Return the material word for word. Do not include the pictures.

◇ ◇ ◇

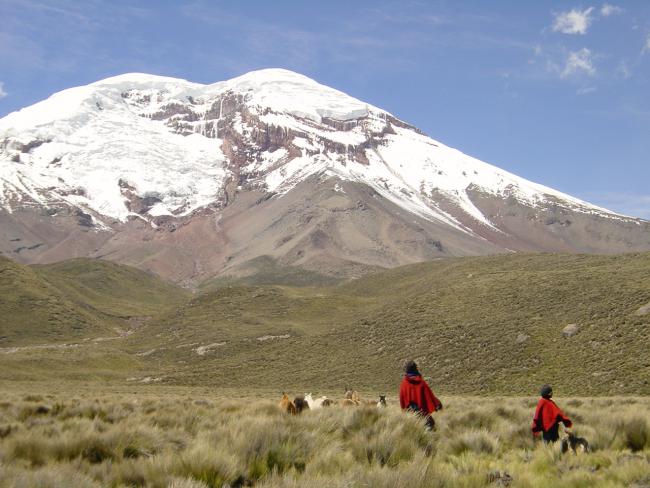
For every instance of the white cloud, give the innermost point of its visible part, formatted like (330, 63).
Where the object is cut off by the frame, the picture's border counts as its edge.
(607, 9)
(579, 62)
(586, 90)
(573, 22)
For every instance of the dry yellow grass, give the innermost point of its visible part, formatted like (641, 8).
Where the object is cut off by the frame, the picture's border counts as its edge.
(163, 439)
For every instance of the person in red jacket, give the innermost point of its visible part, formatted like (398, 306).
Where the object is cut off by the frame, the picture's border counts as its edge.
(548, 417)
(416, 396)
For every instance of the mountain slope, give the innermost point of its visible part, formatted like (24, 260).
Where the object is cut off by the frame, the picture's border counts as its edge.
(78, 299)
(475, 325)
(499, 324)
(193, 181)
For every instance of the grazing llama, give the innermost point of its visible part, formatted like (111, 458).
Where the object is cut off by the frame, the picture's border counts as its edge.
(287, 405)
(315, 404)
(300, 404)
(352, 398)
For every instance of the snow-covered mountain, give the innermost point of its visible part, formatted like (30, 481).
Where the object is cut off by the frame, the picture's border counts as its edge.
(191, 180)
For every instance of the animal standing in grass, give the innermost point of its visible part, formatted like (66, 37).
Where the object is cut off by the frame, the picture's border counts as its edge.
(315, 404)
(382, 402)
(574, 443)
(300, 404)
(287, 405)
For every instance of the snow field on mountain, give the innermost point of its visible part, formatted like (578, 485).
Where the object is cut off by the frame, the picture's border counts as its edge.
(92, 137)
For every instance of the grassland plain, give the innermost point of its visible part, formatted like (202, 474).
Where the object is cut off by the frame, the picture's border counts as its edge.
(193, 438)
(486, 325)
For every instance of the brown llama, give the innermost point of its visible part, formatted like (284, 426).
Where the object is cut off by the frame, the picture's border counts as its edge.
(287, 405)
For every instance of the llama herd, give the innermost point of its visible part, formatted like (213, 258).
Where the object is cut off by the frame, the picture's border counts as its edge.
(308, 402)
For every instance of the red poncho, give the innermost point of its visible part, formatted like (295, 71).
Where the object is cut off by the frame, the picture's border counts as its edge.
(414, 390)
(547, 414)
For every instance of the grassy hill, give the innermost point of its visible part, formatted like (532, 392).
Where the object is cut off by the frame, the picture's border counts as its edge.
(475, 325)
(80, 298)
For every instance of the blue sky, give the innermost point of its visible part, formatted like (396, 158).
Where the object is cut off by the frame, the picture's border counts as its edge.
(556, 92)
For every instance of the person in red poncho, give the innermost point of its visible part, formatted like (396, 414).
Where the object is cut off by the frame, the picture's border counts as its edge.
(548, 417)
(416, 396)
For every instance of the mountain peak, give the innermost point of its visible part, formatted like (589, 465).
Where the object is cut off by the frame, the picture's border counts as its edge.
(160, 151)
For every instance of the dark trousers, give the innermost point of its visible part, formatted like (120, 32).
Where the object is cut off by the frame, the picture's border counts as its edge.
(552, 434)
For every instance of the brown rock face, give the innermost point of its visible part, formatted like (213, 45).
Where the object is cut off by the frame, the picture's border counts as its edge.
(329, 195)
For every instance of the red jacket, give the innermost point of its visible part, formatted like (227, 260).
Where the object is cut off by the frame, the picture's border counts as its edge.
(414, 391)
(547, 414)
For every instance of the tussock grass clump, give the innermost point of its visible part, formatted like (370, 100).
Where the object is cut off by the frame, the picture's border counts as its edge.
(174, 441)
(636, 433)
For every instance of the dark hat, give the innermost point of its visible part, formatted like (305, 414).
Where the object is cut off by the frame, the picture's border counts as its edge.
(546, 391)
(411, 368)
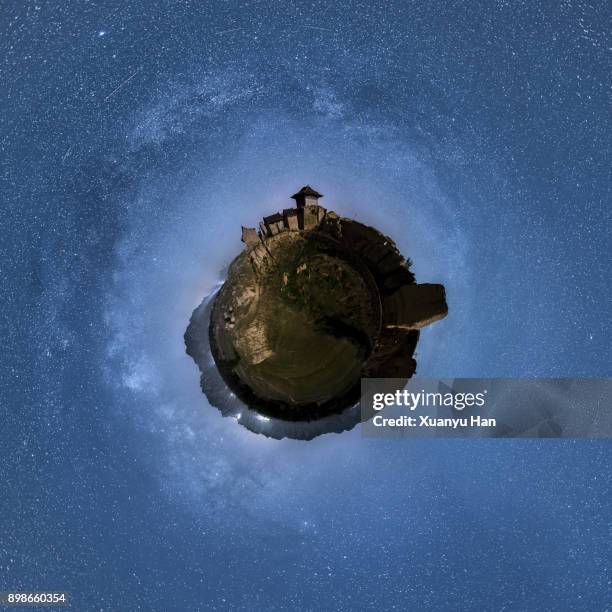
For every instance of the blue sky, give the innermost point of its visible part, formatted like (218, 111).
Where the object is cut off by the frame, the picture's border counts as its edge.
(137, 138)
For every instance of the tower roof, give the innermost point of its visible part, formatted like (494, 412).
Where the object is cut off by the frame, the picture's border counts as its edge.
(307, 190)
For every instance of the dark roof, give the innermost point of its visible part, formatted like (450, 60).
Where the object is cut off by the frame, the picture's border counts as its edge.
(307, 190)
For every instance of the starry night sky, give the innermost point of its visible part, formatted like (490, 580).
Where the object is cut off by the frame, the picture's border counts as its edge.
(137, 137)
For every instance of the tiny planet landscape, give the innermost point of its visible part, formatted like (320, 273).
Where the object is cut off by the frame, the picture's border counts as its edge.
(136, 139)
(314, 303)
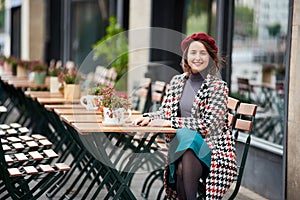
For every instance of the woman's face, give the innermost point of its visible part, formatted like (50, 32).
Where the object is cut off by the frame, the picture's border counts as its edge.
(197, 57)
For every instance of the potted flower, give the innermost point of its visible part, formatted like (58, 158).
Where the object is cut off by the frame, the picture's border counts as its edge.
(22, 67)
(112, 105)
(40, 71)
(70, 78)
(54, 71)
(10, 65)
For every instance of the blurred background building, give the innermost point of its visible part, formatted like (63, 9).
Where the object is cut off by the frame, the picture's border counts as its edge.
(255, 36)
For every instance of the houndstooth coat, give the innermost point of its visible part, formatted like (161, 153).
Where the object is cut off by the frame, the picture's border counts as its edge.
(209, 118)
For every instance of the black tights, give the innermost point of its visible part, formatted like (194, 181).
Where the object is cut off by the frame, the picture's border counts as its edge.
(189, 171)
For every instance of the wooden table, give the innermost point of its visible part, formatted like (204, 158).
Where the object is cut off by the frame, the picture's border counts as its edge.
(86, 128)
(56, 100)
(43, 94)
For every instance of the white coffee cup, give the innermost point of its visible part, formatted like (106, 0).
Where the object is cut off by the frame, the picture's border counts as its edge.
(90, 102)
(115, 117)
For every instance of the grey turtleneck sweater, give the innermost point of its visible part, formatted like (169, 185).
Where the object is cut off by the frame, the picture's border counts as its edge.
(190, 90)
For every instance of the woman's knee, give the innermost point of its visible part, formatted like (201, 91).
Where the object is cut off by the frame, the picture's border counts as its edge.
(179, 169)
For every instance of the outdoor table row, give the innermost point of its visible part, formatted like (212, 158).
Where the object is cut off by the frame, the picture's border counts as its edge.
(98, 139)
(113, 154)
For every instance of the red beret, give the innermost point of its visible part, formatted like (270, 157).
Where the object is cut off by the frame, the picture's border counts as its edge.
(199, 37)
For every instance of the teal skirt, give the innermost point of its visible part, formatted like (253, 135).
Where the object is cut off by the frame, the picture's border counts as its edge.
(187, 139)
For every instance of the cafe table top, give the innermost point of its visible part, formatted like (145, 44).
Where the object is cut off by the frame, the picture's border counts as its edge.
(25, 83)
(56, 100)
(83, 111)
(64, 106)
(43, 94)
(70, 119)
(86, 128)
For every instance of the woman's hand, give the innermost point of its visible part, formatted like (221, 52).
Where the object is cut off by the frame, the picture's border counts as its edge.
(141, 121)
(160, 122)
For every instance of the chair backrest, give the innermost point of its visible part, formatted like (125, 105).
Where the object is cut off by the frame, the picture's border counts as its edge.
(244, 122)
(232, 105)
(157, 94)
(141, 96)
(244, 87)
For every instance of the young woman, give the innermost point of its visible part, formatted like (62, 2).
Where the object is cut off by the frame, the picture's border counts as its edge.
(196, 105)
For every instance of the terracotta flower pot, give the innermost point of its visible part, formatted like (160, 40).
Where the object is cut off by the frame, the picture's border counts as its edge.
(39, 77)
(72, 91)
(21, 71)
(54, 84)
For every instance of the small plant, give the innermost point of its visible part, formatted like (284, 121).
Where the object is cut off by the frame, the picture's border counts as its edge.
(109, 98)
(70, 76)
(37, 66)
(55, 70)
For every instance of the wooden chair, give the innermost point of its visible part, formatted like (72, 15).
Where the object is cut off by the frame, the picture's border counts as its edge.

◇ ◇ ◇

### [Written answer]
For every instance of the white cloud, give the innermost point of its visible part, formatted like (330, 63).
Where the object is cut off by the frame, the picture's border counts as its edge.
(607, 9)
(579, 62)
(586, 90)
(573, 22)
For every instance of the dry yellow grass, give the innermost point of its visible part, formatted like (641, 8).
Where the object is cut off by the frame, the picture's border counts as its edge.
(163, 439)
For every instance of the person in red jacket, give the innermost point of its visible part, formatted like (398, 306).
Where the object is cut off by the frame, the picture's border counts as its edge.
(548, 417)
(416, 396)
For every instance of the mountain slope, give the innermost point of its visible part, formatted like (24, 260).
Where the object is cut off by the frame, the picture's border counts as its edge.
(78, 299)
(475, 325)
(499, 324)
(193, 181)
For every instance of the grazing llama, give the innermost point of its visible part, formatted like (111, 458).
Where the object is cut off by the frame, the picture's border counts as its edge.
(287, 405)
(315, 404)
(300, 404)
(352, 398)
For every instance of the snow-covered mountain, give the innermost point of its visible part, formatted like (30, 481).
Where the object is cut off by the frame, the picture's border counts as its edge.
(191, 180)
For every instance of the animal standing in grass, give the innermost point of its visible part, formatted like (66, 37).
Where the object is cut off by the frame, the picture's border counts as its edge.
(315, 404)
(382, 402)
(574, 443)
(300, 404)
(287, 405)
For every instance of the snow field on mountain, give the innermost point of its visible part, formatted like (578, 485).
Where the object is cut off by the frame, the picture's border counts as its edge.
(92, 137)
For every instance of the grassland plain, give the innermost point of its visible part, formatted like (202, 474).
Where the object is cut off by the frame, the picture's border counts as its edge.
(193, 438)
(486, 325)
For every instance of the brown llama, give the innermost point of its visible part, formatted like (284, 426).
Where the object is cut off by the frame, the picture's border counts as its edge.
(287, 405)
For every instance of the llama herd, give the innermost point of its visible part, formatted like (213, 258).
Where the object is cut off by the frame, the picture's border counts as its edge.
(308, 402)
For every instance of the red poncho, give the innermost point of its visible part, formatted like (295, 71).
Where the object is cut off by the frame, the picture's border counts as its edge.
(414, 390)
(547, 414)
For every instance of the grassy hill, give the innermost point of its visible part, formatted like (532, 392).
Where the object is cut off by the frame, the picture's border counts as its edge.
(475, 325)
(80, 298)
For every instance of the blue sky, give the innermost point of its visible part, formatted like (396, 158).
Where the object is cut off by the frame, the picture's border counts as its edge.
(556, 92)
For every instance of the person in red poncho, give the innermost point of its visible part, formatted like (396, 414).
Where the object is cut off by the frame, the picture's border counts as its edge.
(548, 417)
(416, 396)
For every instance of the mountain peak, give the innermost point of its visible part, formatted like (589, 465).
Where the object is cut off by the frame, the picture's border counts as its edge.
(160, 151)
For every instance of the dark trousers, give the innermost point of its visible part, formatted like (120, 32).
Where the object is cut off by the frame, the picture's border counts as its edge.
(552, 434)
For every instance of the brown rock face, give the innermost point of its visible part, formatted like (213, 45).
Where the object is cut off by the frame, the picture's border counts as its edge.
(329, 195)
For every instance of the red jacket, give the innermost point of its visible part, formatted like (227, 260).
Where the object is cut off by the frame, the picture's border counts as its edge.
(414, 391)
(547, 414)
For every instance of the tussock grass clump, give the innermost point of its visible part, formatted like (370, 100).
Where the object is cut off by the frame, the picture's border counts as its edge.
(174, 441)
(636, 433)
For every instance of the dark hat, give the innermost point of its visible part, formatted like (305, 414).
Where the object is cut off by the frame, the picture's border counts as its edge.
(546, 391)
(411, 368)
For every instance of the blue sky, give the innermost point of its visible part, formatted like (218, 111).
Where the object is cut off by the frame, the picture's border counts as its edge.
(137, 138)
For every instance of the tower roof, give the innermost point of its visible part, formatted like (494, 412).
Where the object is cut off by the frame, the picture's border counts as its edge.
(307, 190)
For every instance of the dark roof, give the innermost point of its visible part, formatted like (450, 60).
Where the object is cut off by the frame, the picture's border counts as its edge.
(307, 190)
For every instance of the starry night sky, give the innermost point of its visible part, formatted like (490, 580).
Where the object is cut off by the frame, the picture's border counts as its edge.
(137, 137)
For every instance of the tiny planet landscape, give the innermost point of its visible part, formatted like (320, 273).
Where the object is cut off by the frame, the picture's border counts as its edge.
(136, 139)
(314, 303)
For every instance of the woman's face, give the innermost point of its visible part, formatted like (50, 32).
Where the object is cut off by the frame, the picture's border counts as its edge.
(197, 57)
For every instance of the potted flower, give the innermost point of its visible part, formatted like (58, 158).
Where the object is cut off by the frame, the picture's border counts as its edge.
(22, 67)
(112, 105)
(40, 71)
(70, 78)
(54, 71)
(10, 65)
For every instance of the blurred background building, give the innermost point of its visible part, formatted like (63, 9).
Where the object is cut off by the frame, the picture's border counts as its edge.
(255, 36)
For every instance of the houndstooth coat, give the innermost point of its visible part, formatted like (161, 153).
Where the object is cut off by the frame, the picture's border counts as its edge.
(209, 118)
For every instance of the black tights, give the innermost point of its visible part, formatted like (194, 181).
Where the object is cut off by the frame, the picture's border counts as its edge.
(189, 171)
For every instance of the wooden table, give the innermost point of its visible part, formatted like (204, 158).
Where the object is cut off by the frame, the picture's border counts as its edge.
(86, 128)
(56, 100)
(43, 94)
For every instance of the white coffee cup, give the innermost point of its visible part, formatted like (106, 0).
Where the object is cut off by the frame, the picture's border counts as its edge.
(90, 102)
(115, 117)
For every instance of the grey turtleneck sweater, give the innermost point of its visible part, formatted like (169, 185).
Where the object is cut off by the frame, the picture's border counts as its edge.
(190, 90)
For every instance of the woman's knee, give the innermost point of its visible part, formatted like (201, 91).
Where the object is cut off by the frame, the picture's border counts as its edge.
(179, 169)
For every instance of the outdoor table row, give the innermost point of its visible part, formatted like (212, 158).
Where the object is cut off by the frame, the picture's border counts as its edge.
(98, 139)
(113, 154)
For every instance of the red beret, give the innermost point of its visible part, formatted like (270, 157).
Where the object is cut off by the frame, the picture's border counts as its edge.
(199, 37)
For every instance of the teal skirt, give the innermost point of its visible part, formatted like (253, 135).
Where the object is cut off by the frame, the picture's border counts as its edge.
(187, 139)
For every instance of the cafe table top, give the innermost point of its visible part, formatted like (145, 44).
Where the object is cut off by the frame, the picture's border counts as its edge.
(25, 83)
(56, 100)
(83, 111)
(64, 106)
(43, 94)
(70, 119)
(86, 128)
For every instance of the woman's hand, give the innermost point of its visible part, formatted like (221, 52).
Where the object is cut off by the frame, the picture's border counts as its edge.
(141, 121)
(160, 122)
For every instance of the chair backrest, give the innermost point of its visible part, formatted like (125, 105).
Where the object is cut off by the frame, the picture's border counts as its edge.
(244, 122)
(232, 105)
(157, 94)
(141, 96)
(244, 87)
For every instance of the young woman, give the innermost point of its visible part, formatted like (62, 2).
Where the object is cut off by the frame, the picture's border counts as its edge.
(196, 105)
For every instance of the terracotta flower pot, give the innermost point of its visible part, formatted like (160, 40).
Where the object is cut off by the frame, the picture's border counts as its edge.
(39, 77)
(72, 91)
(21, 71)
(54, 84)
For every instance of the small plant, give the innermost point of its visible part, formatted like (284, 121).
Where the object is cut off by the frame, the picture's border counts as its edge.
(109, 98)
(70, 76)
(37, 66)
(55, 70)
For every instance of the wooden chair, give the innermost point of its visible part, formatted like (72, 15).
Where the object is cut off by the frame, the picture's border counts as its edge.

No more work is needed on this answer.